Stored data entries:
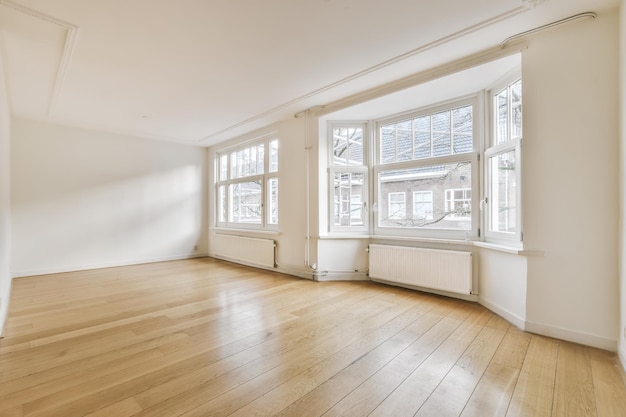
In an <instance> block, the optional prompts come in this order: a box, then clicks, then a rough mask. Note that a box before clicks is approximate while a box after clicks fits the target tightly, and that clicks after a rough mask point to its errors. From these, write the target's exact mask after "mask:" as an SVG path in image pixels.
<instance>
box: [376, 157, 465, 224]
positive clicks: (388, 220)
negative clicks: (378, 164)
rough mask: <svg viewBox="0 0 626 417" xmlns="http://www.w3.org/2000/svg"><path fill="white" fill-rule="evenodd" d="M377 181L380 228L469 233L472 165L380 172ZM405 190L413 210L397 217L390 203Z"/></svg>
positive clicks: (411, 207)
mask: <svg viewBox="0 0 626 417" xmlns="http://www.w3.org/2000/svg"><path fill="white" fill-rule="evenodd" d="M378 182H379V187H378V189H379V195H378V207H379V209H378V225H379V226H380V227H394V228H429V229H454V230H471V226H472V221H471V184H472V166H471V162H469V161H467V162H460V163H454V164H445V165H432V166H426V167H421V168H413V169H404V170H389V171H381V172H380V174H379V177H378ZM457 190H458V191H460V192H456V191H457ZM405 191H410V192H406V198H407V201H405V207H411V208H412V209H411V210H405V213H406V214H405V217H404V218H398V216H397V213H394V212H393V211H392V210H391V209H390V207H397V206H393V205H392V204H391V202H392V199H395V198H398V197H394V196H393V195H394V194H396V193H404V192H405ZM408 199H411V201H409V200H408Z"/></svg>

* * *

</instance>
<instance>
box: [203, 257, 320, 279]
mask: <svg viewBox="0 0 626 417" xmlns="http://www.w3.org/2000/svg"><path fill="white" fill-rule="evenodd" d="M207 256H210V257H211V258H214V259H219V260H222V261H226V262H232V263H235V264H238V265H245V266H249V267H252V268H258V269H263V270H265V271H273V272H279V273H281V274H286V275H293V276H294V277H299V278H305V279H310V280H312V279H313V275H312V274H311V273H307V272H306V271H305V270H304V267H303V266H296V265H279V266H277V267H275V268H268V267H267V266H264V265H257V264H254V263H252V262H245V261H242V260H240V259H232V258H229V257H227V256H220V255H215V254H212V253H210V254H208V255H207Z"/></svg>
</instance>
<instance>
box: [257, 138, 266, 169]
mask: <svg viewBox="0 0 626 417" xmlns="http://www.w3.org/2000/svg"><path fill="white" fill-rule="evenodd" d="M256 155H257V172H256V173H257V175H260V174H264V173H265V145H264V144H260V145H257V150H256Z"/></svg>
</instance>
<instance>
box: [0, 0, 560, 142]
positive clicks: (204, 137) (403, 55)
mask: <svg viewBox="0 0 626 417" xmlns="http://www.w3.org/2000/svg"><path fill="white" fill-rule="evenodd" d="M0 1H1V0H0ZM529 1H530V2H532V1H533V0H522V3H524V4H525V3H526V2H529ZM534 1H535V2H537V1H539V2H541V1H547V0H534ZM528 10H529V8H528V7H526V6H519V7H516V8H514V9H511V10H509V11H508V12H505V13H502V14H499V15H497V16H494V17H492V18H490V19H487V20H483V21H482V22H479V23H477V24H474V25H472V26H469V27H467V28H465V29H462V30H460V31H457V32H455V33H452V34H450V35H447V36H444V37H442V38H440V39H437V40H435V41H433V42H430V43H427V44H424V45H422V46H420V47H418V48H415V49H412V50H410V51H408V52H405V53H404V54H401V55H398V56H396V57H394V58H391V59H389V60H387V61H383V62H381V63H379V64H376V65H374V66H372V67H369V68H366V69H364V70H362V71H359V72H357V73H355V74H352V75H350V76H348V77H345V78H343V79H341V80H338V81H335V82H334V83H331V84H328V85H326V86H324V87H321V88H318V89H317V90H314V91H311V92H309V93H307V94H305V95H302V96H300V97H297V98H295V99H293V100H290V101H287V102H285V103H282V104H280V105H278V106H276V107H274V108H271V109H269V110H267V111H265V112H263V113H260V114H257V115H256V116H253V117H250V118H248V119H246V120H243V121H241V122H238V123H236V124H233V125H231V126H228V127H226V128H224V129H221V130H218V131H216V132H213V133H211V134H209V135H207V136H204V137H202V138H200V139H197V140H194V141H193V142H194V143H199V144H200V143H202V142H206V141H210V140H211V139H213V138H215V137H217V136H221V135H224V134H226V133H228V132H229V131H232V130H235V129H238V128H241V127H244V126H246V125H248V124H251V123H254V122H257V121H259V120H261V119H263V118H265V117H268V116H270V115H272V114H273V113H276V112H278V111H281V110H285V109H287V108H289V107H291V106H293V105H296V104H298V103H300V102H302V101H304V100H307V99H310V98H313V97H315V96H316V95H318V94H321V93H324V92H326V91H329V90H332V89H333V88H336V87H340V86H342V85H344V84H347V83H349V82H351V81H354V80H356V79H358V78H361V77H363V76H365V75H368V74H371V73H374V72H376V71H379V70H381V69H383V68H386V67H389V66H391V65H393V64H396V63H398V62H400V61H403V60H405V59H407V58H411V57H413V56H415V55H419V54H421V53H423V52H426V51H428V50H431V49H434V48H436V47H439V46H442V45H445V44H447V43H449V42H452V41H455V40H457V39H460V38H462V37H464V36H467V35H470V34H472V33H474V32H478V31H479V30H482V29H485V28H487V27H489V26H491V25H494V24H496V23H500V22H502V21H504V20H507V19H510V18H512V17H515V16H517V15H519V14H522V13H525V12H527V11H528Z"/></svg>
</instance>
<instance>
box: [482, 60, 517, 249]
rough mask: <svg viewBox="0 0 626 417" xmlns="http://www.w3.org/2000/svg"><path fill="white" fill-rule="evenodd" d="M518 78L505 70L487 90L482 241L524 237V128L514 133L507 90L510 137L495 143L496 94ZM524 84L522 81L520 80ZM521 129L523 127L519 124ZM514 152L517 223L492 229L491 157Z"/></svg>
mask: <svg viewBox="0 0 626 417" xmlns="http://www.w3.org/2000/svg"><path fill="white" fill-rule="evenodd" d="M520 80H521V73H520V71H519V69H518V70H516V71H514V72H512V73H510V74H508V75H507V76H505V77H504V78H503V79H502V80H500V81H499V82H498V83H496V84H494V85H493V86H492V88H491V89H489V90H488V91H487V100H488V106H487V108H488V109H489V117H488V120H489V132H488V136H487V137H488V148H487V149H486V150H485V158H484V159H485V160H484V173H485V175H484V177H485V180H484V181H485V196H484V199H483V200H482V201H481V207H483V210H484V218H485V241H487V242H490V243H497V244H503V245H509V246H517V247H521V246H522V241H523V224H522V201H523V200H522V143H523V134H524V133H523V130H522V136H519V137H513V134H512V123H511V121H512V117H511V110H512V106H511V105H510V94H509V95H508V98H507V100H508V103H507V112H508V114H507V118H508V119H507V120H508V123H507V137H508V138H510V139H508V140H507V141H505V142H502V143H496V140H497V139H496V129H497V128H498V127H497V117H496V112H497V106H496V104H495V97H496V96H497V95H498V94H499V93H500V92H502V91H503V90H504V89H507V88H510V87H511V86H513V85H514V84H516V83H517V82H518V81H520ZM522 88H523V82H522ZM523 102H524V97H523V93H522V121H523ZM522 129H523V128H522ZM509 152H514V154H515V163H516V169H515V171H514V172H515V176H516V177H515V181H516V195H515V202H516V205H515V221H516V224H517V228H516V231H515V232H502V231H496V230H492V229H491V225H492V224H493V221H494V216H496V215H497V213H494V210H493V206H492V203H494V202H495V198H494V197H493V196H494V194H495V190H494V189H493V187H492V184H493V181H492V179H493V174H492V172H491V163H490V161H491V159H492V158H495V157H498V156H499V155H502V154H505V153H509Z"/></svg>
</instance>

* Directions for this task
Retype the entries above exactly, but only from the line containing "In an <instance>" through the line containing "181L380 228L469 233L472", both included.

* Expected output
In an <instance> block, the optional prompts come in this order: a box, then clicks, then a rough mask. Note that a box before clicks is approximate while a box after clicks fits the target tightly, and that clicks after a rough mask point to its errors. From these, write the target's exact mask after "mask:" as an SVG path in image pixels.
<instance>
box: [376, 157, 465, 224]
positive clicks: (388, 220)
negative clicks: (378, 164)
rough mask: <svg viewBox="0 0 626 417" xmlns="http://www.w3.org/2000/svg"><path fill="white" fill-rule="evenodd" d="M377 181L380 228L469 233L472 165L380 172ZM405 190L413 210L397 217L390 203Z"/></svg>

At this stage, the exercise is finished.